> RECORDED INFORMATION:
* BEGIN *

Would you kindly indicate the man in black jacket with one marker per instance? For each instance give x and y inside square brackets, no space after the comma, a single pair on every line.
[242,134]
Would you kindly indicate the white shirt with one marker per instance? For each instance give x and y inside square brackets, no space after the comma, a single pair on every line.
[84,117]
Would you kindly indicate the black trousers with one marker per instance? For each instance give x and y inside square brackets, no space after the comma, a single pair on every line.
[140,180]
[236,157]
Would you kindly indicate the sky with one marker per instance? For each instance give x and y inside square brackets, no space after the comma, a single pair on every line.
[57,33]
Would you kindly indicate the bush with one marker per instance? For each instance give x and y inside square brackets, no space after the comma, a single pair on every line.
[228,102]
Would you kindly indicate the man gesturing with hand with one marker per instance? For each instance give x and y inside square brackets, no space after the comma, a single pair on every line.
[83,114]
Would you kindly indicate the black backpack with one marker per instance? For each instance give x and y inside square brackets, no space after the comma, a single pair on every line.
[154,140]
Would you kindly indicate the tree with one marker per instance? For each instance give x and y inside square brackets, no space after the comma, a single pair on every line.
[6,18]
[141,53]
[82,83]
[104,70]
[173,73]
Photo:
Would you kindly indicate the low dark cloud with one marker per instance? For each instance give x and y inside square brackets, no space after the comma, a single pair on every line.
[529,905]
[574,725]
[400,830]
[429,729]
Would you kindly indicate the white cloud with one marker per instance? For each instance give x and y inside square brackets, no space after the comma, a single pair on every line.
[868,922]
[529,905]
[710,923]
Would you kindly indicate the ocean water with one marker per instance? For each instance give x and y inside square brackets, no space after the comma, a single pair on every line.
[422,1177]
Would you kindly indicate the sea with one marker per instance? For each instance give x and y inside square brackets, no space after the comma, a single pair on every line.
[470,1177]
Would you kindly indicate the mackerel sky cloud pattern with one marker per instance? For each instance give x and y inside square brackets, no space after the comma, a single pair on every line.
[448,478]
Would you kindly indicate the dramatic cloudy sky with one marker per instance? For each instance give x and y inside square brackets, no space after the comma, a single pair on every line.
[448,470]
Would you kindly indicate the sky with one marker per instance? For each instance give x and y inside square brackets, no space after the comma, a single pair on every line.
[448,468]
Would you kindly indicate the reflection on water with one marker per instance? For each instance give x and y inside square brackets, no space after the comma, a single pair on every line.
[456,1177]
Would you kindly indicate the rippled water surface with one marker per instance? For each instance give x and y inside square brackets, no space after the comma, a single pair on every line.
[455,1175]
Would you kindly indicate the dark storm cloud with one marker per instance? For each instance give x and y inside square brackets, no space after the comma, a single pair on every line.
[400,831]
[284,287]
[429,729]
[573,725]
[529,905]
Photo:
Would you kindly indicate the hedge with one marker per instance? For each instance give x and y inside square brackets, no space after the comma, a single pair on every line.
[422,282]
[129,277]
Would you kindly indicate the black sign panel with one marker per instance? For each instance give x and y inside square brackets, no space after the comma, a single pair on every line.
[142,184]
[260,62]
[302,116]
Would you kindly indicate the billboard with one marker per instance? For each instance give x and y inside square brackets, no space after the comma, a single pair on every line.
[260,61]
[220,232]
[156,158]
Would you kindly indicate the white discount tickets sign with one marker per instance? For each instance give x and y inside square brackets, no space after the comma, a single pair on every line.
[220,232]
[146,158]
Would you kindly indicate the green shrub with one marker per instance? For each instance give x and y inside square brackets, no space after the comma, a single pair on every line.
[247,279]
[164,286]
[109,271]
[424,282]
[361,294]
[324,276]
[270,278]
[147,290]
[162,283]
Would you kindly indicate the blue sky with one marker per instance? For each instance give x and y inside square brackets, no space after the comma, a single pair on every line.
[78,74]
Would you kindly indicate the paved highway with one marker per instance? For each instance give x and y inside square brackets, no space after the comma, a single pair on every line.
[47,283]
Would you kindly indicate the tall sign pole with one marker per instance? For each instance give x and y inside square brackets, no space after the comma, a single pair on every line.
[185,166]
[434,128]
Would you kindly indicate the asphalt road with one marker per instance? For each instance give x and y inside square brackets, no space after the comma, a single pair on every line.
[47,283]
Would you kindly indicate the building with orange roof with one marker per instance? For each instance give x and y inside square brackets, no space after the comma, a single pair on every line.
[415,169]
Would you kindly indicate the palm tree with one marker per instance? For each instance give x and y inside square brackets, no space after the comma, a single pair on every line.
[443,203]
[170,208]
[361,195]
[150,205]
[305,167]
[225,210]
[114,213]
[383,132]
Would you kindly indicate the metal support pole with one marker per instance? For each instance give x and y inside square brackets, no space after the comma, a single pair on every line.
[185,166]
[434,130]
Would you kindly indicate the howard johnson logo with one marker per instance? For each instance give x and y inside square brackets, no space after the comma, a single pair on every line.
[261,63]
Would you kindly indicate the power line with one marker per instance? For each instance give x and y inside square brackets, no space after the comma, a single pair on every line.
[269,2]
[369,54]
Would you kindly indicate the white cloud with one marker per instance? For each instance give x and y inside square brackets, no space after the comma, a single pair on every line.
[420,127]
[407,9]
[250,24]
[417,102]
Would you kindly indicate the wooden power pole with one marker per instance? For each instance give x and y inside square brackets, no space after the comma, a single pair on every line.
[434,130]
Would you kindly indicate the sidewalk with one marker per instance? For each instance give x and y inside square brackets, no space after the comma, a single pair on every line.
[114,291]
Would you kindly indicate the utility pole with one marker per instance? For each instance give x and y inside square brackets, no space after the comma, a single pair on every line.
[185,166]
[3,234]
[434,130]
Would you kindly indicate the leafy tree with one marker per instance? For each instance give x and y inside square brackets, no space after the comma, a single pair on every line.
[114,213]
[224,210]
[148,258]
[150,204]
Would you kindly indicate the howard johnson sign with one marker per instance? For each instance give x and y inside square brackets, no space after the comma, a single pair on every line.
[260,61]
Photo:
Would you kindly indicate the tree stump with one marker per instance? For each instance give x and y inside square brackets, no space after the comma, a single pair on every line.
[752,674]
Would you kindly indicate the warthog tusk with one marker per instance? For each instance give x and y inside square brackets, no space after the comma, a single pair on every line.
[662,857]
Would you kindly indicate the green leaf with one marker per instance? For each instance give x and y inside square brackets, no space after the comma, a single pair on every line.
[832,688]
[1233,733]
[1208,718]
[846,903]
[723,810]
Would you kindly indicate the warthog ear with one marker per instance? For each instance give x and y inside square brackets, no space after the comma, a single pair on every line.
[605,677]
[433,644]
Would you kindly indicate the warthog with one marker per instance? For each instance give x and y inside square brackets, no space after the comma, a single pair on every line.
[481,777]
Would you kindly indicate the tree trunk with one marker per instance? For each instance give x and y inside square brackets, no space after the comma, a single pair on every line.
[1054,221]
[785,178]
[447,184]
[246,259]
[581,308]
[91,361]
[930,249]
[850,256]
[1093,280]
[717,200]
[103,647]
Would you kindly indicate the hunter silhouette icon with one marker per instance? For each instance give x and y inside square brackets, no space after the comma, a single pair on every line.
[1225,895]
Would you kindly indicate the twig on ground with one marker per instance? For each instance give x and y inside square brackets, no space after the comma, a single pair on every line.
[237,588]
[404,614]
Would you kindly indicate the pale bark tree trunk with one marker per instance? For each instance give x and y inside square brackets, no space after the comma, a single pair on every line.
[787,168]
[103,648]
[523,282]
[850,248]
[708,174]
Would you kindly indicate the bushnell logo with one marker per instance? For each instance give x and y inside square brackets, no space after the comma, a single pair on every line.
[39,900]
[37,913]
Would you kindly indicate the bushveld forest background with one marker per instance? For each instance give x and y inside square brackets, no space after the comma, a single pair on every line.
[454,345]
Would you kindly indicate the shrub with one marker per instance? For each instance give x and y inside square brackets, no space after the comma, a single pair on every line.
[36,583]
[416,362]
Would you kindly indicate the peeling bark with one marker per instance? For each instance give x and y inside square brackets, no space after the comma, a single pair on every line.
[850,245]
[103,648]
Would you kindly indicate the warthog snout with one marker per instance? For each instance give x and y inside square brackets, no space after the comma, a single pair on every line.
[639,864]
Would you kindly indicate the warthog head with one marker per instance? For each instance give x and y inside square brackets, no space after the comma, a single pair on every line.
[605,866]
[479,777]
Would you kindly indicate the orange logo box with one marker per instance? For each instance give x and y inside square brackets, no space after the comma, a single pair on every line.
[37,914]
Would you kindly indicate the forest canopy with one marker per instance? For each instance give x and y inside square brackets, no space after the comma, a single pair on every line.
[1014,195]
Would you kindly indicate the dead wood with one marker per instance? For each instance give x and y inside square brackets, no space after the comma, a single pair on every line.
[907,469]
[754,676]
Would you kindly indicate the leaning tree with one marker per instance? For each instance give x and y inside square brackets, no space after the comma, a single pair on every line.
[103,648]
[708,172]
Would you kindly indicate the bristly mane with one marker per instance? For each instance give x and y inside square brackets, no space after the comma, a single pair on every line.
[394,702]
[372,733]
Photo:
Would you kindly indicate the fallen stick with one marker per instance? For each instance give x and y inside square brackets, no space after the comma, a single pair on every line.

* END *

> EXERCISE GOAL: Copy out, word for word, the lines from the one containing "Would you kindly indicate the bristly" through the last line, inclusive.

> REPLY TO THE EXERCISE:
Would you kindly indicate the bristly mane with one marker per instance? For each instance give x and y inside square brackets, no space after the comma, a single pair on every line.
[394,702]
[372,733]
Photo:
Would you kindly indicate the fallen stick with one marker per instance? For each instance give x and y inside square brackets, no space after the comma, a single pair on every line.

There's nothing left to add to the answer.